*EXERCISE REQUIREMENTS*.
Rewrite the listing below, replacing each "residential building" with "apartment block" and leaving everything else unchanged.

## begin

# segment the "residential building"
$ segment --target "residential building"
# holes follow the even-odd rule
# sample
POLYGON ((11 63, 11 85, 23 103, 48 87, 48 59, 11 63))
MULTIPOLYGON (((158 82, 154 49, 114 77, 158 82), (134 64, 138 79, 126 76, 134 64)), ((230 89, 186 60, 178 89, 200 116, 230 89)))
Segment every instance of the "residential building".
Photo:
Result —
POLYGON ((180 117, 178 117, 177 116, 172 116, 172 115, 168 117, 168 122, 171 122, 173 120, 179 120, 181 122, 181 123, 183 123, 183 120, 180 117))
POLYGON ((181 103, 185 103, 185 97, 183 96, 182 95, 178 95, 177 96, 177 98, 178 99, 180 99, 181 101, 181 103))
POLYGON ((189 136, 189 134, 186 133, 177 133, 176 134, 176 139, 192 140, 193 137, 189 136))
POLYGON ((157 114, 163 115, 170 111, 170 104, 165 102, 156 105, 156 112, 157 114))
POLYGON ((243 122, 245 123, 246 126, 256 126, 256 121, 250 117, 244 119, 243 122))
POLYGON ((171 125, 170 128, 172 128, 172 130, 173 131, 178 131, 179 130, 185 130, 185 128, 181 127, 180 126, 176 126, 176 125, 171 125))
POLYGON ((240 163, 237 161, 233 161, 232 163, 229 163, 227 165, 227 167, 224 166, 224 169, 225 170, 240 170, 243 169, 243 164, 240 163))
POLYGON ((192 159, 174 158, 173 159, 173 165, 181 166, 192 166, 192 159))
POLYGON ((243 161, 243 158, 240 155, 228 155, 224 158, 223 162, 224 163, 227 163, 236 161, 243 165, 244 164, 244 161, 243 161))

## end

*TASK RESULT*.
# segment the "apartment block"
$ segment --target "apartment block"
# holes follow the even-odd rule
# sample
POLYGON ((11 63, 11 85, 23 103, 48 87, 48 59, 11 63))
MULTIPOLYGON (((158 82, 154 49, 114 77, 158 82), (134 64, 138 79, 126 76, 134 64)), ((230 89, 186 60, 178 89, 200 116, 230 89)))
Segment every instance of the "apartment block".
Photo:
Result —
POLYGON ((180 117, 178 117, 177 116, 172 116, 172 115, 168 117, 168 122, 171 122, 173 120, 179 120, 181 122, 181 123, 183 123, 183 120, 180 117))
POLYGON ((181 103, 185 103, 185 97, 183 96, 182 95, 178 95, 177 96, 177 98, 178 99, 180 99, 181 101, 181 103))
POLYGON ((189 136, 189 134, 186 133, 177 133, 176 134, 176 139, 192 140, 193 137, 189 136))
POLYGON ((157 114, 163 115, 170 111, 170 104, 165 102, 156 105, 156 112, 157 114))
POLYGON ((243 122, 245 123, 246 126, 256 126, 256 121, 250 117, 244 119, 243 122))
POLYGON ((171 125, 170 128, 172 128, 172 130, 173 131, 178 131, 179 130, 185 130, 185 128, 181 127, 180 126, 176 126, 176 125, 171 125))
POLYGON ((240 163, 237 161, 233 161, 232 163, 229 163, 227 165, 227 167, 224 166, 224 169, 225 170, 240 170, 243 169, 243 164, 240 163))
POLYGON ((192 159, 174 158, 173 159, 173 165, 181 166, 192 166, 192 159))
POLYGON ((243 161, 243 158, 240 155, 228 155, 224 158, 223 162, 224 163, 227 163, 236 161, 243 165, 244 164, 244 161, 243 161))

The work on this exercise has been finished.